- **OPGAVEN**:
**1.** Werk het stuk uit de tekst over het beroep bij, beginnend bij "3.5. Verder is" en doorlopend tot en met "door [appellante A].". Zet daarin "tankstation" in plaats van "benzinestation".
**2.** Schrijf alle verzamelde gegevensvermeldingen hieronder woord voor woord over.

━━━━━ AANGELEVERDE TEKST

3.5. Verder is het beroep mede ingesteld door [appellante B]. De Afdeling begrijpt dat met het beroep van [appellante B] is beoogd beroep in te stellen namens [appellante A]. Vaststaat dat [appellante G], [appellante C] en [appellant D] de beherende vennoten van [appellante A] zijn, zodat hun beroep aan [appellante A] kan worden toegerekend. Nu [appellante A] het benzinestation aan de Rijksweg A4 2 exploiteert en beheert, is zij belanghebbende in de zin van artikel 1:2, eerste lid, van de Awb. Voor zover de raad, het college en DCB aanvoeren dat [appellante A] geen zienswijze heeft ingediend, overweegt de Afdeling dat namens [gemachtigde B] een zienswijze is ingediend. Ter zitting is komen vast te staan dat [appellante G] dezelfde persoon als [gemachtigde B] is. Die zienswijze moet worden geacht te zijn ingediend door [appellante A].

━━━━━━━━━━
━━━━━ AANGELEVERDE VERMELDINGEN

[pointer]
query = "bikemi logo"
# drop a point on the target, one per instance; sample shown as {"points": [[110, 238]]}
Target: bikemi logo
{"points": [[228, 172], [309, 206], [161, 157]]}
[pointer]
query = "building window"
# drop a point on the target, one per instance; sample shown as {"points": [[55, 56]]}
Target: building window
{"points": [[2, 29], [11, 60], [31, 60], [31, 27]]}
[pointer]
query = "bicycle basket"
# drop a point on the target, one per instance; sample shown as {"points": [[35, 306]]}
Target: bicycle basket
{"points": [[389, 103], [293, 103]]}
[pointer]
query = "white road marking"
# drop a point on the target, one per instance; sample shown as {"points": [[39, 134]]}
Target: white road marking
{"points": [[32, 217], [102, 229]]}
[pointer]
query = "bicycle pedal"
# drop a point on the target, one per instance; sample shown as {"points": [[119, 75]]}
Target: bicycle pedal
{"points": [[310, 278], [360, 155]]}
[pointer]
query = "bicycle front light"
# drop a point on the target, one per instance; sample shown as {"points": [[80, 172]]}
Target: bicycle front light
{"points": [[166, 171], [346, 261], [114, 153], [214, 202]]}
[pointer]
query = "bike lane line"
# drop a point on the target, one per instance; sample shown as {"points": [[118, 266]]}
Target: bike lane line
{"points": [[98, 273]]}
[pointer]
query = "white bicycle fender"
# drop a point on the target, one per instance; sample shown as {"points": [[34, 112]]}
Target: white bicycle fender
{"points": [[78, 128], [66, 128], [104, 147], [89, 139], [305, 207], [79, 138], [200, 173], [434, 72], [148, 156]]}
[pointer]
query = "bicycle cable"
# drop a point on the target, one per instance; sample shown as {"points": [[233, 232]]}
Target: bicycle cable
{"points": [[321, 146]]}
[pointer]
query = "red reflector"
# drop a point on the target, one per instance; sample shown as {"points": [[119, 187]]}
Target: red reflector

━━━━━━━━━━

- **ANTWOORDEN**:
**1.**
3.5. Verder is het beroep mede ingesteld door [appellante B]. De Afdeling begrijpt dat met het beroep van [appellante B] is beoogd beroep in te stellen namens [appellante A]. Vaststaat dat [appellante G], [appellante C] en [appellant D] de beherende vennoten van [appellante A] zijn, zodat hun beroep aan [appellante A] kan worden toegerekend. Nu [appellante A] het tankstation aan de Rijksweg A4 2 exploiteert en beheert, is zij belanghebbende in de zin van artikel 1:2, eerste lid, van de Awb. Voor zover de raad, het college en DCB aanvoeren dat [appellante A] geen zienswijze heeft ingediend, overweegt de Afdeling dat namens [gemachtigde B] een zienswijze is ingediend. Ter zitting is komen vast te staan dat [appellante G] dezelfde persoon als [gemachtigde B] is. Die zienswijze moet worden geacht te zijn ingediend door [appellante A].

**2.**
[pointer]
query = "bikemi logo"
# drop a point on the target, one per instance; sample shown as {"points": [[110, 238]]}
Target: bikemi logo
{"points": [[228, 172], [309, 206], [161, 157]]}
[pointer]
query = "building window"
# drop a point on the target, one per instance; sample shown as {"points": [[55, 56]]}
Target: building window
{"points": [[2, 29], [11, 60], [31, 60], [31, 27]]}
[pointer]
query = "bicycle basket"
# drop a point on the target, one per instance; sample shown as {"points": [[35, 306]]}
Target: bicycle basket
{"points": [[389, 103], [293, 103]]}
[pointer]
query = "white road marking"
# drop a point on the target, one per instance; sample shown as {"points": [[39, 134]]}
Target: white road marking
{"points": [[32, 217], [102, 229]]}
[pointer]
query = "bicycle pedal"
# drop a point on the target, one per instance; sample shown as {"points": [[119, 75]]}
Target: bicycle pedal
{"points": [[310, 278], [360, 155]]}
[pointer]
query = "bicycle front light"
# drop a point on the target, one per instance; sample shown as {"points": [[80, 172]]}
Target: bicycle front light
{"points": [[166, 171], [346, 261], [114, 153], [214, 202]]}
[pointer]
query = "bike lane line"
# drop a point on the target, one per instance; sample shown as {"points": [[118, 266]]}
Target: bike lane line
{"points": [[98, 273]]}
[pointer]
query = "white bicycle fender"
# drop a point on the target, one per instance; sample shown as {"points": [[34, 112]]}
Target: white bicycle fender
{"points": [[78, 128], [66, 128], [104, 147], [89, 139], [305, 207], [79, 138], [200, 173], [434, 72], [148, 156]]}
[pointer]
query = "bicycle cable"
# drop a point on the target, one per instance; sample shown as {"points": [[233, 232]]}
Target: bicycle cable
{"points": [[321, 146]]}
[pointer]
query = "red reflector"
# drop a point on the target, one per instance; sample shown as {"points": [[119, 187]]}
Target: red reflector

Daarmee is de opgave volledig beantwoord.